WHAT IS EXPECTED — Repeat every item below, substituting "marker" for "dot" wherever it occurs and changing nothing else.
==== THE RECORDS
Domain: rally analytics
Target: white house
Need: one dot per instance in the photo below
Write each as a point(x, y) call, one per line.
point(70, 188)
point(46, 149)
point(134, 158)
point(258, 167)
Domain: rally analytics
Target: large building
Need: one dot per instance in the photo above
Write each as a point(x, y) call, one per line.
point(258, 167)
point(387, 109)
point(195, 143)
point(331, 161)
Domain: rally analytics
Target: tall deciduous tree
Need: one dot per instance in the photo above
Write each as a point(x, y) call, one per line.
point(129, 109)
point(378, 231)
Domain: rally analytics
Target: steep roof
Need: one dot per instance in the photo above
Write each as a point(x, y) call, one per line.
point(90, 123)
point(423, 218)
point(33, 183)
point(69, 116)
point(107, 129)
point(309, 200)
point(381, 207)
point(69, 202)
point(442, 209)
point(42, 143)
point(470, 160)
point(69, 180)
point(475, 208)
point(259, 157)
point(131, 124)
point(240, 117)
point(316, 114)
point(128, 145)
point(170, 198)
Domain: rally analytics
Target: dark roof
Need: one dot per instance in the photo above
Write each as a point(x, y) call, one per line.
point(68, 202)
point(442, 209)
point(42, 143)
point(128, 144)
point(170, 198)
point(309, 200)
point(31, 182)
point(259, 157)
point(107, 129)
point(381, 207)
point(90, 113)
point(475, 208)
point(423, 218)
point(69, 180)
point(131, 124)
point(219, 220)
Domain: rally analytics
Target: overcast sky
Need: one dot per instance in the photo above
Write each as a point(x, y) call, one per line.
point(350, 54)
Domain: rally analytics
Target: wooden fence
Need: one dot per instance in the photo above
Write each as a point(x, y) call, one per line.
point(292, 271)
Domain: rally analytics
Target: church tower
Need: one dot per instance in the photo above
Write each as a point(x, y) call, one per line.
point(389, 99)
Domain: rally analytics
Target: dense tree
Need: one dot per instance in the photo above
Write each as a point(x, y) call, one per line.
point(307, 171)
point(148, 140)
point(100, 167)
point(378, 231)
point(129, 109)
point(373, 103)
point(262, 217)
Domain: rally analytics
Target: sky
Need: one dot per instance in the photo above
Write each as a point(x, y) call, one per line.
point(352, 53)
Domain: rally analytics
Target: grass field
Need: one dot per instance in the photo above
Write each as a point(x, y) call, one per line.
========
COMPLETED EXERCISE —
Domain: rally analytics
Target: white house
Need: one marker per instance in the photo below
Write each as a point(x, y) call, one per line.
point(70, 188)
point(46, 149)
point(134, 158)
point(258, 167)
Domain: rally analytics
Target: large building
Need: one marker per instance in the photo above
Write each as a point(x, y) call, one per line.
point(258, 167)
point(387, 109)
point(195, 143)
point(331, 161)
Domain: rally analytics
Target: tall deciduous tree
Need: one marker per instance in the photo above
Write each as a point(x, y) call, one per line.
point(129, 109)
point(378, 231)
Domain: rally analytics
Target: steep roof
Need: one marker per instance in the photo above
Write each as a point(x, y) call, one per line.
point(90, 123)
point(423, 218)
point(33, 183)
point(69, 116)
point(107, 129)
point(309, 200)
point(381, 207)
point(69, 202)
point(442, 209)
point(42, 143)
point(470, 160)
point(69, 180)
point(475, 208)
point(259, 157)
point(131, 124)
point(240, 117)
point(316, 114)
point(128, 145)
point(170, 198)
Domain: rally analytics
Target: dark roof
Need: one marker per instance in the photo above
Write each as a point(x, y) call, one per line.
point(68, 202)
point(442, 209)
point(42, 143)
point(128, 144)
point(170, 198)
point(309, 200)
point(31, 182)
point(259, 157)
point(107, 129)
point(381, 207)
point(90, 113)
point(475, 208)
point(423, 218)
point(69, 180)
point(131, 124)
point(219, 220)
Domain: rally analytics
Target: overcast sky
Need: one marker per instance in the photo above
Write each as a point(x, y) call, one per line.
point(350, 54)
Domain: rally analytics
Target: wooden fence
Need: one marker per instance in the photo above
Write each as a point(x, y) call, one per line.
point(292, 271)
Domain: rally analytics
Target: church tower
Need: one marker per instance in the photo above
Write each as a point(x, y) call, one per line.
point(389, 99)
Domain: rally analytics
Target: dense tree
Need: one marker per instance in the photo above
Write each as a point(x, y) call, one per line.
point(307, 171)
point(148, 140)
point(100, 167)
point(378, 231)
point(129, 109)
point(373, 103)
point(262, 217)
Domain: rally analytics
Target: sky
Need: one marker per instance in the photo above
Write each as a point(x, y) call, one per line.
point(352, 53)
Domain: rally analytics
Target: grass field
Need: one marker per instance in the photo above
Write each as a point(x, y) call, one per line.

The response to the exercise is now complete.